- Work item -
Reproduce the records exactly.

*** Opening Exercise input ***

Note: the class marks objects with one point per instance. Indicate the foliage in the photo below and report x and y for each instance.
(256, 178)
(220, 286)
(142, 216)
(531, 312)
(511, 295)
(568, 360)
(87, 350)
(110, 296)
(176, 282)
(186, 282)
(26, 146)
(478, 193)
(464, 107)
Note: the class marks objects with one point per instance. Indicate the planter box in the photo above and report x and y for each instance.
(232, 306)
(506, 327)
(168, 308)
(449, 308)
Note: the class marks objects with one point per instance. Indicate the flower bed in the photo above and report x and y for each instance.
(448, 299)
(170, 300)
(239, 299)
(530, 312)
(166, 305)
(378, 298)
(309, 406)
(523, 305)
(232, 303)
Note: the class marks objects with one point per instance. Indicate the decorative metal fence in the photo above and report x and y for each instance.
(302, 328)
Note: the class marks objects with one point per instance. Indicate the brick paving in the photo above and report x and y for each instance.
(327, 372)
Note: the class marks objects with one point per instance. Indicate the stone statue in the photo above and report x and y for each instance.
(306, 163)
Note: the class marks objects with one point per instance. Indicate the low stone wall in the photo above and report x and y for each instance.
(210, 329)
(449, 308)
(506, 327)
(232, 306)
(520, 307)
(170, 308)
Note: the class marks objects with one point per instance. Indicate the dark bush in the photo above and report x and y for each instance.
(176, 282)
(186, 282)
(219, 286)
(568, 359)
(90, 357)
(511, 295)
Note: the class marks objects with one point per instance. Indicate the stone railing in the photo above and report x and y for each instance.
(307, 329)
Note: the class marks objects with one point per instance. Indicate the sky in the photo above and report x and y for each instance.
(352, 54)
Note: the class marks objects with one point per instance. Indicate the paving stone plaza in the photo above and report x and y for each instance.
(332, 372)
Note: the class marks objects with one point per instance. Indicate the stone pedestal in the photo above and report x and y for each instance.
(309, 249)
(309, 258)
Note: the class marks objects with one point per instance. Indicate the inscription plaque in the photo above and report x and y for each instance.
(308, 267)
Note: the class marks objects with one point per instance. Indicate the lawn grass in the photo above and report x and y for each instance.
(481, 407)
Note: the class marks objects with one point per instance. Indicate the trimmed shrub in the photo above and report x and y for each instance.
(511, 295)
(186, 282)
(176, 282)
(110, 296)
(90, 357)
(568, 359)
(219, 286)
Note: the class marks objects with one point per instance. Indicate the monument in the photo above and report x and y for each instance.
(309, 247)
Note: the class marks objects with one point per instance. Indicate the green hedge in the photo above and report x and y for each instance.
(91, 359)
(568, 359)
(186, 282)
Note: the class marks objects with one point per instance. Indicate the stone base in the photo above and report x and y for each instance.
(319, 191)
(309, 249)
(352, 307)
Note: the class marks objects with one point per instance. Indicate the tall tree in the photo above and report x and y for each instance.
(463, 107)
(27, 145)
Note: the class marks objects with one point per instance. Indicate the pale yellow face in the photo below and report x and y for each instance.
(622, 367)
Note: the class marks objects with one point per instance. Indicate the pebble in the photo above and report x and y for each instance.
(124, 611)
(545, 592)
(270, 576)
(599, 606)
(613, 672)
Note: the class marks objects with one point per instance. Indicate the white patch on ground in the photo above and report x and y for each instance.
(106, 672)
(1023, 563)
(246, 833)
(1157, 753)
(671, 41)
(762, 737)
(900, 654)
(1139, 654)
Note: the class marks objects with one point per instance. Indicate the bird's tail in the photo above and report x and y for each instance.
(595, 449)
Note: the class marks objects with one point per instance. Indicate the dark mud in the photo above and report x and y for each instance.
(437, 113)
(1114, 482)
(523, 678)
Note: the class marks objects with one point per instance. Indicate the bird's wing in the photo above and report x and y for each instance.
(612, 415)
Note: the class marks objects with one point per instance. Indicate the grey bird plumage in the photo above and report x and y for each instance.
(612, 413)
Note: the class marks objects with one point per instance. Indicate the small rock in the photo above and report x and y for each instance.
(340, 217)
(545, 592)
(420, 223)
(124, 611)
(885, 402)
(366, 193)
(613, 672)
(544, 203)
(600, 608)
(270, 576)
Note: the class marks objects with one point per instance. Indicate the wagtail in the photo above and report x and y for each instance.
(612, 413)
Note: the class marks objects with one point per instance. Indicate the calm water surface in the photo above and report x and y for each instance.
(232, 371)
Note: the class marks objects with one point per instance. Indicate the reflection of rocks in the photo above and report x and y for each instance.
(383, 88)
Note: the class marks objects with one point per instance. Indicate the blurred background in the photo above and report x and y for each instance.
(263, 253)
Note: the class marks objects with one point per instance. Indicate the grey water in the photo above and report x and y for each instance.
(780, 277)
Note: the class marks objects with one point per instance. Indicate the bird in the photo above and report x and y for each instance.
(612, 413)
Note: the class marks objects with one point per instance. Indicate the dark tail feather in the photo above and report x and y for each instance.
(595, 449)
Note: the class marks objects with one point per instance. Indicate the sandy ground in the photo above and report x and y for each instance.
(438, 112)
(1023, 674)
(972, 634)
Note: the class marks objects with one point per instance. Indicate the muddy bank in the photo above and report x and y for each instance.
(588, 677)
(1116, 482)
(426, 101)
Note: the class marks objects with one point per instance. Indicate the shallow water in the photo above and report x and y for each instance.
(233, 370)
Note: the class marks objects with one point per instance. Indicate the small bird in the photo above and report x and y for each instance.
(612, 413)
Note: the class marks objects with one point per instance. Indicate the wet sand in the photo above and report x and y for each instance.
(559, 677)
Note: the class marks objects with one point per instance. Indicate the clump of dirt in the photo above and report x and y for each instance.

*** Closing Exercise input ***

- The completed task -
Note: the class marks objects with one point per instance. Indicate the foliage in the photo below and report x and y for each instance.
(256, 178)
(220, 286)
(142, 216)
(531, 312)
(511, 295)
(568, 360)
(87, 350)
(110, 296)
(176, 282)
(186, 282)
(26, 146)
(478, 193)
(464, 107)
Note: the class marks objects with one point per instance. Indicate the planter box in the photo above and report x and y for each instance.
(232, 306)
(506, 327)
(168, 308)
(449, 308)
Note: the class marks objects with one point per instance. Indicate the flower bed in the photo above and report x and y for each instance.
(448, 299)
(170, 300)
(239, 299)
(530, 312)
(166, 305)
(378, 298)
(309, 406)
(523, 305)
(232, 303)
Note: the class marks objects with one point per instance. Indicate the decorative metal fence in the photo above and report x and y for each instance.
(302, 328)
Note: the class marks objects with one point per instance. Indicate the brick paving in the photo above and report x and y for each instance.
(327, 372)
Note: the class marks objects with one point per instance. Indicate the stone statue in the photo above and report x and y for each instance.
(306, 163)
Note: the class marks objects with one point per instance. Indicate the low stone wall in the photo above and report x and y for each instance.
(210, 329)
(449, 308)
(506, 327)
(232, 306)
(520, 307)
(170, 308)
Note: the class marks objects with one point per instance. Indicate the dark bush in the photo above and report x and y for each instance.
(176, 282)
(186, 282)
(219, 286)
(568, 359)
(90, 357)
(511, 295)
Note: the class marks objects with one point per instance. Indicate the stone railing in the photo above and report x and y for each instance.
(307, 329)
Note: the class marks objects with one point per instance. Indicate the sky in the photo above and report x and y for each instance.
(352, 54)
Note: the class marks objects with one point per instance. Indicate the paving stone plaza in the photo above and report x and y for each instance.
(332, 372)
Note: the class marks objects with one point per instance. Indicate the stone pedestal in the photo above and report x and y for each instance.
(309, 249)
(309, 258)
Note: the class marks objects with one point per instance. Indicate the inscription plaque in the photo above and report x and y for each instance.
(308, 267)
Note: the class marks objects with one point per instance. Indicate the lawn grass in the photo above and report x and y for each instance.
(481, 407)
Note: the class marks objects with one point per instance. Indicate the trimmed shrub in the photo above and report x and y for each instance.
(511, 295)
(186, 282)
(176, 282)
(110, 296)
(90, 357)
(568, 359)
(219, 286)
Note: the class marks objects with one point per instance. Indicate the monument in the photo above and report x and y for each instance.
(309, 247)
Note: the class marks objects with one point per instance. Indicate the green hedge in the photo above and report x and y for each instance.
(91, 359)
(568, 359)
(186, 282)
Note: the class marks objects with one point per instance. Indicate the stone base in the photo above and report x and y for each instance.
(319, 191)
(309, 249)
(352, 307)
Note: the class marks objects with one point per instance. Indicate the tall tree in the photo above and report x and y for each instance.
(463, 107)
(27, 145)
Note: the class marks objects with one point per instance. Indicate the pale yellow face in the photo below and report x and y for each instance.
(622, 367)
Note: the class marks objects with one point per instance. Indicate the pebble in the photo above and report x and y for each instance.
(124, 611)
(545, 592)
(270, 576)
(599, 606)
(613, 672)
Note: the class marks objects with one point per instance. Indicate the white patch on ground in the photo above and report x and y for each instance.
(106, 672)
(1023, 563)
(246, 833)
(1157, 753)
(671, 41)
(762, 737)
(900, 654)
(1139, 654)
Note: the class marks objects with one point per instance. Indicate the bird's tail in the photo above and report x and y for each instance.
(595, 449)
Note: the class marks objects with one point per instance. Indicate the dark mud in the photo above and report x and y for each instance.
(437, 113)
(1114, 482)
(523, 678)
Note: the class marks objects with one point per instance. Indicate the bird's wing in the photo above and report x and y for each instance.
(612, 415)
Note: the class marks objects with one point per instance. Indicate the grey bird plumage in the photo above and report x and y for each instance.
(612, 413)
Note: the class marks objects with one point per instance. Indicate the small rock in the photo above and report x and y for each instance.
(340, 217)
(545, 592)
(420, 223)
(124, 611)
(885, 402)
(366, 193)
(613, 672)
(544, 203)
(600, 608)
(270, 576)
Note: the class marks objects with one point per instance. Indicate the wagtail in the photo above and report x and y for each instance.
(612, 413)
Note: the class marks objects with one point per instance. Indicate the calm water surface in the photo above and report x and y for each instance.
(232, 371)
Note: the class marks objects with one point per instance. Indicate the reflection of rocks in the photo above and report x and y for each instance.
(383, 88)
Note: the class marks objects with one point per instance. Indicate the blurred background in the photo above and report x and y for each instance.
(263, 253)
Note: the class marks objects with one point per instance. Indicate the grey water in the photo above and report x and y for each instance.
(780, 277)
Note: the class marks objects with one point per instance. Indicate the bird in the photo above and report x and y for each instance.
(612, 413)
Note: the class marks objects with one point per instance. Indicate the dark tail feather in the photo above and report x and y for each instance.
(595, 449)
Note: the class marks objects with one point per instance. Indicate the sandy ground in the photo above and report x and y for each instance.
(438, 112)
(1023, 674)
(972, 634)
Note: the class marks objects with one point per instance. Indicate the muddy bank in the photo above and report x and y for each instance.
(588, 677)
(1116, 482)
(426, 101)
Note: the class marks objects with one point per instance. Indicate the shallow water in the photo above and report x and y for each instance.
(233, 370)
Note: the class marks objects with one point per instance. Indicate the small bird in the photo above and report x and y for each instance.
(612, 413)
Note: the class marks objects with one point per instance. Indicate the wet sand in the photo above and report x and y for each instance.
(559, 677)
Note: the class marks objects with one point per instance. Indicate the clump of dirt in the photo above and report x and y for each instance.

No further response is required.